▸ **What needs to be done**:
Omit the images, then print each record below exactly as it reads.

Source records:

=-=-=

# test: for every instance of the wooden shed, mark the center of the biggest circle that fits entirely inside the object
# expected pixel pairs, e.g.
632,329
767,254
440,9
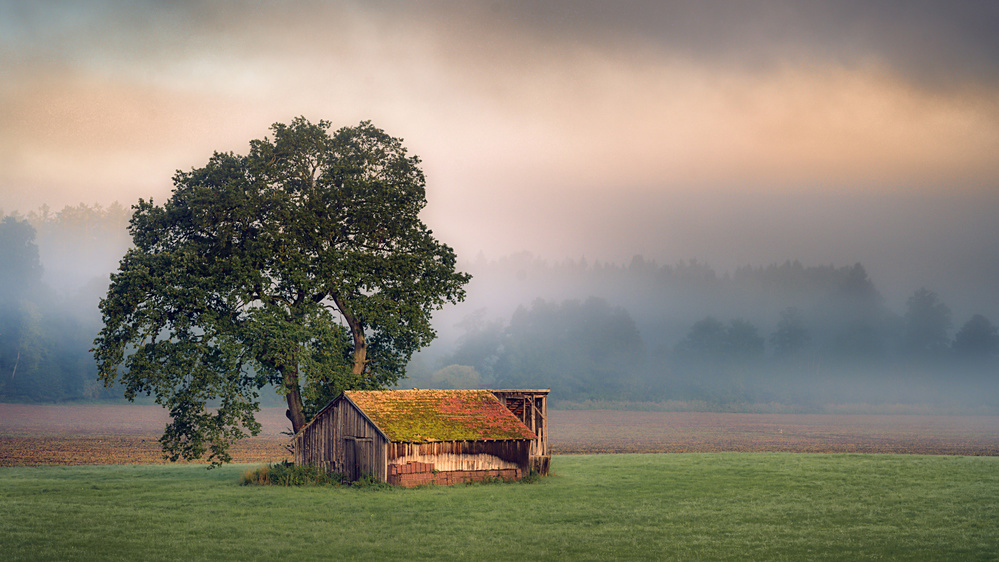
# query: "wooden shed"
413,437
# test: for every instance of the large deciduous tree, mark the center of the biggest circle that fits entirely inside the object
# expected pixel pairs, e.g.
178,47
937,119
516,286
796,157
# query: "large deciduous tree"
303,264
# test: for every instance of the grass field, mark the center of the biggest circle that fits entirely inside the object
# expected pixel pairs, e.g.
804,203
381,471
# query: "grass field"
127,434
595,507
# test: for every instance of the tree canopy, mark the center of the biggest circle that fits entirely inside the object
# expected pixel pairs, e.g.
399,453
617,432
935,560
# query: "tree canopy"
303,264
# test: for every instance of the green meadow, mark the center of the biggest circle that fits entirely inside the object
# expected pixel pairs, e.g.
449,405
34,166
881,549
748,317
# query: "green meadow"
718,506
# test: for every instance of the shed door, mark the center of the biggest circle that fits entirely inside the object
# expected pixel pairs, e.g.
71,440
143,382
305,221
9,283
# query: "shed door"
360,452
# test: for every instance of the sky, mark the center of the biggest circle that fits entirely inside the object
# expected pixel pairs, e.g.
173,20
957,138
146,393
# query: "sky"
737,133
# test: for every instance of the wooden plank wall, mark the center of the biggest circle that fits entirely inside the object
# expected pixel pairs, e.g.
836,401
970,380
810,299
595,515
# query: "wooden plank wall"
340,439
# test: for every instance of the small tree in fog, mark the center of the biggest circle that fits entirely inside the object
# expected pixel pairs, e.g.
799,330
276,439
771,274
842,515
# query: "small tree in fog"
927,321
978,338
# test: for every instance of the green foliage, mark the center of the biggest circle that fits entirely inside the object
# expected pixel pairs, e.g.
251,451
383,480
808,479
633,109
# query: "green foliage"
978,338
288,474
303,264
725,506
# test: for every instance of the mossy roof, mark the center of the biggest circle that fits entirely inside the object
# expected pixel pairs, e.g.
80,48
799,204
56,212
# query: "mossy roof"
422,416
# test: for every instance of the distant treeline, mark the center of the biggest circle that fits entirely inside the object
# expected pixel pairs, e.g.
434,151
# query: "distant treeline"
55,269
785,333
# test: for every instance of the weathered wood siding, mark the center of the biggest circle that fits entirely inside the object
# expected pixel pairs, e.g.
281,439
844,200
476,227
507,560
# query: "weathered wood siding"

=-=-=

▸ **Output of the task**:
# test: for every instance of the wooden shed, mark the center of the biggest circle that fits entirely inside the object
# expected pixel pairs, e.g.
632,329
767,254
440,9
# query: "wooden shed"
413,437
# test: for every instance of the large deciduous tree, mark the center of the biggest circle that fits entirely inside the object
# expected pixel pairs, e.g.
178,47
937,119
516,286
796,157
# query: "large deciduous tree"
303,264
# test: for every instance of the grass field, mark the center of the biggest circle that fits entirely inside the object
# expected pixel pairs, e.g.
804,203
381,471
# query: "grass field"
127,434
595,507
# test: for every instance of the tree canopy, mark the center of the biggest circle that fits entirely inside the object
# expected pixel pairs, e.g.
399,453
617,432
935,560
# query: "tree canopy"
303,264
# test: for every instance of the green meadow, mark the center of the biggest circle that fits entirely inside the object
# expected pixel pairs, e.g.
449,405
34,166
881,549
748,317
# query: "green meadow"
718,506
# test: for every instance of the shed door, mark the center of the biggest circle that fits entirely inside the object
# expected pixel pairs, e.g.
71,440
143,382
305,221
9,283
# query: "shed door"
360,452
# test: for every instance of the sky, mark the center of the biggest circle that fits entirely inside the object
# expected pixel pairs, e.g.
173,20
957,138
146,393
# query: "sky"
737,133
# test: for every instance of the wooden plank wall, mark the center of the biggest circle that fits entirely inside the object
# expected pixel pairs, e.g.
836,401
970,380
810,299
595,515
# query: "wooden plank wall"
340,439
# test: for every instance of the small tree in fog, mark the center of the biggest circle that fits entirely inside the object
# expected pixel pairs, e.g.
799,330
276,439
771,274
842,515
# query: "small tree in fog"
927,321
978,338
# test: for every instance of the green foliage, mark the center of the biggest circle that fits entirely inside the object
# expected pixel pairs, e.g.
251,451
383,480
808,479
633,109
# query: "green foliage"
978,338
288,474
303,264
725,506
# test: for every instance of the mossy roof, mark the center of the biggest circle that fits entirely inside the object
# expected pixel pairs, e.g.
80,48
799,204
56,212
# query: "mossy roof"
422,416
# test: for every instance of the distant treeline, mark the center of the biggest circle that fits entirely inside the object
# expected pixel pairs, e.g.
434,151
# query: "distant treeline"
55,269
785,333
# test: for every instance of the weathered wood siding, mark the center of the biggest circle that fits entirely inside the object
# expected pixel pairs, e.g.
281,439
844,200
476,227
507,560
# query: "weathered wood siding"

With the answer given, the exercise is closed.